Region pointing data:
*** Begin section ***

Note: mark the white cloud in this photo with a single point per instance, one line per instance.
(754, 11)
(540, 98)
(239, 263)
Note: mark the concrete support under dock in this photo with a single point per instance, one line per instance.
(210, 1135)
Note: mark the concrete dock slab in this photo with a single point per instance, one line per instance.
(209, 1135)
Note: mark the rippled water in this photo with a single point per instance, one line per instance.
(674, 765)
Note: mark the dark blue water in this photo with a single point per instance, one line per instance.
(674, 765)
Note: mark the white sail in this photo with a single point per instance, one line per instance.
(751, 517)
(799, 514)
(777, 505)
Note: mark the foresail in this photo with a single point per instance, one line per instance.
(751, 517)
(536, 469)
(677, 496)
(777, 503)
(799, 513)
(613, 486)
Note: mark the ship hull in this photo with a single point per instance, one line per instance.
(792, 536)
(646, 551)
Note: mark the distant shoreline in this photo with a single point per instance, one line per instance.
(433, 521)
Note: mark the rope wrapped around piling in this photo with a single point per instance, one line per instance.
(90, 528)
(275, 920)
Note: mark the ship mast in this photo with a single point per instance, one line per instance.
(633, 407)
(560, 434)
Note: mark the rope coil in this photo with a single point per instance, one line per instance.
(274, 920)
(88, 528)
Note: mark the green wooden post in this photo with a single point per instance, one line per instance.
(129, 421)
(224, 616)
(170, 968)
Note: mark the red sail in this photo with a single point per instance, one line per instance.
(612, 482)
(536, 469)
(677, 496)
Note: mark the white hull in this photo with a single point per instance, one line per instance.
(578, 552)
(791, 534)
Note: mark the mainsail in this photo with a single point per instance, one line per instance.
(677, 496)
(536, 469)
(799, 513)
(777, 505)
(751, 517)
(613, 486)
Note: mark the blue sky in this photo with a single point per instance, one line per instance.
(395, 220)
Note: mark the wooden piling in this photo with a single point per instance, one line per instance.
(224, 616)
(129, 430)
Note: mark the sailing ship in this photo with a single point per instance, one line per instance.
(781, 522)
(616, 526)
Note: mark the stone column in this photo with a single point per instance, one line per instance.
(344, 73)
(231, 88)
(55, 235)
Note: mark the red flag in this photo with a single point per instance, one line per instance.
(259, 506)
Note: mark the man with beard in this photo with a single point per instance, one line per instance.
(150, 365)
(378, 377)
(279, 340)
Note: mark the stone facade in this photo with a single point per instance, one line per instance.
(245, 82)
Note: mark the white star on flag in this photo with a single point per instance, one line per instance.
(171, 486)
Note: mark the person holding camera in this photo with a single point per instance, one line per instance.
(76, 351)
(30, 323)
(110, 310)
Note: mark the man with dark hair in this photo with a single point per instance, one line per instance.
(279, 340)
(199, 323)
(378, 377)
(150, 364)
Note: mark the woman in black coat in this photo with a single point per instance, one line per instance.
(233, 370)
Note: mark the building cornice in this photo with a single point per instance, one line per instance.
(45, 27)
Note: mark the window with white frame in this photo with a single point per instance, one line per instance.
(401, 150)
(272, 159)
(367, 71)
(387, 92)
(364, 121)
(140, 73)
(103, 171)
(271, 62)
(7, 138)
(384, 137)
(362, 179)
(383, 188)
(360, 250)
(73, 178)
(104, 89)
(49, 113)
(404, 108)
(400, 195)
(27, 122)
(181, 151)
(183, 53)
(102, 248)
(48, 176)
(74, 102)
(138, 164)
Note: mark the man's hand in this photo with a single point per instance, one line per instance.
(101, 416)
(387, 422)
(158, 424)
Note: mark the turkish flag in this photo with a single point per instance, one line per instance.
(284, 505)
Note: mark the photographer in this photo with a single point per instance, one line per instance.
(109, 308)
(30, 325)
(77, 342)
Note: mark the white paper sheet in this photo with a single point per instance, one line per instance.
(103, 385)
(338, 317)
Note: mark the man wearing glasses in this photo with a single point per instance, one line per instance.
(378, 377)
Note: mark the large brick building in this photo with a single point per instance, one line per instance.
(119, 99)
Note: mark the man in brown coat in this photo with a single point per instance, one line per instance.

*** End section ***

◆ YOUR ASSIGNMENT ◆
All entries shown above should be printed again exactly.

◆ RESPONSE ◆
Note: mark the white cloud in this photo with a single point per instance, one line per instance.
(754, 11)
(540, 98)
(239, 263)
Note: mark the concrete support under dock in this photo with a single point per instance, one line per instance.
(210, 1135)
Note: mark the concrete dock slab in this photo with a single point per instance, one line per instance.
(209, 1135)
Note: mark the rippled water in this photo with a single point per instance, one line per instance.
(674, 765)
Note: mark the dark blue water in this photo with a single point per instance, one line per instance.
(674, 765)
Note: mark the white sail in this photo with a single point per instance, one line per instance.
(751, 517)
(799, 514)
(777, 505)
Note: mark the foresail in this photo with a single point per instance, one line per instance.
(751, 517)
(536, 469)
(677, 496)
(777, 503)
(799, 513)
(613, 486)
Note: mark the ship hull in this photo with a single point per instance, one line per instance.
(792, 536)
(646, 551)
Note: mark the distant shoreline in this photo with a single point per instance, one line per instance.
(433, 521)
Note: mark the rope wrapped around piling in this photo with a single point per instance, one line per instance.
(90, 528)
(275, 920)
Note: mark the ship mast in this photo with a single point per instance, one line per instance.
(633, 407)
(560, 434)
Note: mark the rope coil in this photo with a single point per instance, one line per instance.
(274, 920)
(88, 528)
Note: mark the green wooden post in this photo with a single point per instance, one line per instance.
(129, 421)
(224, 616)
(170, 968)
Note: mark the red sail in this photo with a single point per instance, one line per instance.
(612, 482)
(536, 469)
(677, 496)
Note: mark the white hull in this photo with a single point per instance, one line per instance.
(578, 552)
(791, 534)
Note: mark the mainsail in this photo with a single point per instance, one line per instance.
(677, 496)
(536, 469)
(799, 513)
(777, 505)
(751, 517)
(613, 486)
Note: mark the blue sky in this photo with a single point per instance, one line per instance.
(395, 220)
Note: mark the wooden piling in this photo with a single point per instance, one line per instance.
(224, 616)
(129, 430)
Note: mark the sailing ship in this photo with a single point per instance, one line per instance.
(781, 522)
(616, 526)
Note: mark the stone column in this photo with a single point per instance, one line per instance.
(344, 73)
(231, 88)
(55, 235)
Note: mark the red flag in this photo with a single point per instance, one line per instance.
(259, 506)
Note: mark the man with beard in this photo with a single point per instance, one line per instance.
(150, 365)
(378, 377)
(279, 340)
Note: mark the stone facade in this photo with a single point per instance, one line per instance.
(245, 82)
Note: mark the white star on flag in this photo with a single point per instance, one line per instance.
(171, 486)
Note: mark the person holding camera in this photo with a single point per instance, one line per instance.
(76, 351)
(30, 323)
(110, 310)
Note: mark the man with dark hair in this photo with a single point per instance, one line per instance.
(279, 340)
(199, 323)
(378, 377)
(150, 364)
Note: mark the woman in black coat in this photo with a single point per instance, one line per instance.
(233, 370)
Note: mark the building cornice in this photo with a single point per instance, one line per instance.
(45, 27)
Note: mark the window with white frame in this photo with a single point per instance, one line per instance.
(401, 150)
(272, 159)
(367, 71)
(387, 92)
(364, 121)
(140, 73)
(103, 171)
(271, 62)
(7, 138)
(384, 137)
(362, 179)
(383, 188)
(360, 250)
(73, 178)
(104, 89)
(49, 113)
(404, 108)
(400, 195)
(27, 122)
(181, 151)
(183, 53)
(102, 248)
(48, 176)
(74, 102)
(138, 164)
Note: mark the man's hand in this photo with a single point per instance, one line per instance.
(101, 416)
(387, 422)
(158, 424)
Note: mark the turkish flag in this photo with a single point per instance, one line per instance.
(284, 505)
Note: mark the photographer in this photo with a single point per instance, one line per instance.
(109, 308)
(30, 325)
(77, 342)
Note: mark the white paper sheet in this photo with a single point per instance, one line per instance.
(103, 385)
(338, 317)
Note: mark the man wearing glasses in this photo with a single point per instance, one line per instance.
(378, 377)
Note: mark the large brick building in this photo with a single point per instance, one line per instance.
(119, 99)
Note: mark the man in brown coat in this photo with a single point per instance, one line per instance.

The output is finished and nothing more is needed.